» **Instructions for the task**
Carry on the guide below to drawing wargaming maps with Campaign Cartographer, resuming after its final template size, "6′ x 14′ (for the Shed)".

» **Document passage**
....
Wargaming Maps with Campaign Cartographer

The Crossfire supplement Hit the Dirt contains maps made using Campaign Cartographer 2 (CC2 Pro) (available from www.profantasy.com). Bill Rutherford, one of the authors of Hit the Dirt, kindly gave me some advice on using CC2 and the notes below are based on Bill’s advice and my own fumbling experiences.


Pocket Table

Example Map
South Table of the Pocket

If you don’t have Hit the Dirt, the example map shows the kind of thing I’m talking about. Click on the thumb nail to see the full size version. For other examples browse around my Crossfire scenarios.

Preparation

You can just start drawing maps with CC2, but I found it worthwhile doing some homework first. And to be honest it took me 2 years to get this bit right.

Build your templates

You should build a couple of template to base your future maps on. I ended up with templates for the following table sizes:

  • 2′ x 2′
  • 3′ x 2′
  • 4′ x 6′
  • 6′ x 4′
  • 4′ x 4′
  • 5′ x 15′
  • 6′ x 14′ (for the Shed)
....
» **Raw data**

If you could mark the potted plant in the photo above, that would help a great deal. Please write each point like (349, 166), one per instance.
....
» **Result of the task**
All templates should contain these elements:

  • A grid. Each square of my grids are 160′ to a side in CC2 terms and translates to 1′ x 1′ on the wargames table. The reason I picked 160′ as the grid size is because I used Phillip Rhodes Village.FSC for the buildings, and his square buildings are 40’x40′ which I use to represent my 3″x3″ terrain features on the table. The grid lines are Dark Grey (Colour 14). Put the grid on the Hex/Square Grid layer.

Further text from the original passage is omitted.